── GIVEN INFORMATION

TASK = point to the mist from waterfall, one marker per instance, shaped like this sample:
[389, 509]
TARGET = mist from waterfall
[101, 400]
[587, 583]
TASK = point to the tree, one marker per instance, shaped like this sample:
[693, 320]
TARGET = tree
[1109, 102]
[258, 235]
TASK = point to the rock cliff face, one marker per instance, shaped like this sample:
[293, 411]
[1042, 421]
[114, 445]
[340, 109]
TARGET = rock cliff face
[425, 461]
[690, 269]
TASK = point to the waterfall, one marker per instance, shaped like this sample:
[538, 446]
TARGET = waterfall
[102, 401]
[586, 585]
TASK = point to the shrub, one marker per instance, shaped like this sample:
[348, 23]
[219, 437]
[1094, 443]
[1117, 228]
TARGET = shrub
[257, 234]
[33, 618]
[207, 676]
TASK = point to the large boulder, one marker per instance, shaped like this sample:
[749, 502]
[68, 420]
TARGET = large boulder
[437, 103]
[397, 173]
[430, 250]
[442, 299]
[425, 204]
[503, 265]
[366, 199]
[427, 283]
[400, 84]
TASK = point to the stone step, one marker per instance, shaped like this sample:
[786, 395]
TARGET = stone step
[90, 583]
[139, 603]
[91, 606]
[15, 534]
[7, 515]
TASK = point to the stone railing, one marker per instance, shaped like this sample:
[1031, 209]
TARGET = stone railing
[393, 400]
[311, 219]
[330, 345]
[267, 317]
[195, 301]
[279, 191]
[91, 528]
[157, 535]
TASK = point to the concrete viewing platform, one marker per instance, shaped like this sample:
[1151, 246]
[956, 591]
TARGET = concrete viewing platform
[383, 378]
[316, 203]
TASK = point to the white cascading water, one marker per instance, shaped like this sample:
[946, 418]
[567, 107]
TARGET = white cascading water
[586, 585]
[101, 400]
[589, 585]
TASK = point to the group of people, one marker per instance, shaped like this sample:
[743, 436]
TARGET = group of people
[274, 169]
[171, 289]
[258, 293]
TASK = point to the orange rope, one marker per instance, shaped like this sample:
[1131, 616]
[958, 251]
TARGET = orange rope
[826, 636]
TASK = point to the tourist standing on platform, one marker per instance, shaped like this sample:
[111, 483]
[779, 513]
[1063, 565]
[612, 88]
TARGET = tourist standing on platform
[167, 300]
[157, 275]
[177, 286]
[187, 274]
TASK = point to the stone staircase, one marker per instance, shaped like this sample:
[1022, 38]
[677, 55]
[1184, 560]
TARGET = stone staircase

────

REQUIREMENT ▸ Type out the listing again with nothing changed.

ANSWER TO THIS PROBLEM ▸
TASK = point to the mist from waterfall, one marker per instance, shaped like this sample:
[389, 509]
TARGET = mist from waterfall
[101, 400]
[587, 583]
TASK = point to the tree, one marker per instance, shaped like this sample:
[693, 320]
TARGET = tree
[1109, 102]
[258, 235]
TASK = point to the rock cliff face, one marker per instance, shaped like this sample:
[293, 411]
[1042, 421]
[114, 445]
[340, 109]
TARGET = rock cliff face
[425, 461]
[690, 269]
TASK = point to the waterfall, one marker per instance, shaped like this sample:
[538, 446]
TARGET = waterfall
[102, 401]
[586, 585]
TASK = point to the shrub, one marker per instance, shaped like this sample:
[348, 23]
[219, 437]
[1094, 443]
[1117, 228]
TARGET = shrub
[257, 234]
[33, 618]
[207, 676]
TASK = point to the large boulder, one marker per instance, shaped like this sample:
[749, 502]
[68, 420]
TARGET = large boulder
[437, 103]
[397, 173]
[430, 250]
[442, 299]
[425, 204]
[503, 265]
[366, 199]
[427, 283]
[400, 84]
TASK = point to the stone step, one marker per instance, shaped like this sample:
[786, 395]
TARGET = stone step
[90, 583]
[139, 603]
[91, 606]
[15, 534]
[7, 515]
TASK = point to the stone railing, one marker per instance, shaped like this sample:
[1031, 209]
TARGET = stone railing
[393, 400]
[311, 219]
[330, 345]
[267, 317]
[195, 301]
[279, 191]
[91, 528]
[157, 535]
TASK = point to the concrete viewing platform, one marker per instance, shaped like this sample:
[1151, 246]
[956, 591]
TARGET = concrete viewing platform
[383, 378]
[316, 203]
TASK = point to the white cascading water, one marker per instance, shaped like this sample:
[946, 418]
[567, 107]
TARGET = white cascading water
[586, 585]
[101, 400]
[589, 585]
TASK = point to the group of people, one marker per instance, shaped like this sample:
[743, 436]
TARGET = group of people
[274, 169]
[171, 289]
[258, 293]
TASK = point to the orange rope, one marker per instance, shaped like this sample:
[1131, 616]
[958, 251]
TARGET = orange rope
[826, 636]
TASK = point to the tourist standing on platform, one marker per instance, shaped like this sample:
[111, 483]
[779, 513]
[1063, 565]
[612, 88]
TARGET = tourist standing on platform
[167, 300]
[157, 275]
[177, 286]
[187, 274]
TASK = point to the stone staircase, one marker per instance, shaped like this sample:
[1022, 38]
[677, 55]
[1184, 560]
TARGET = stone staircase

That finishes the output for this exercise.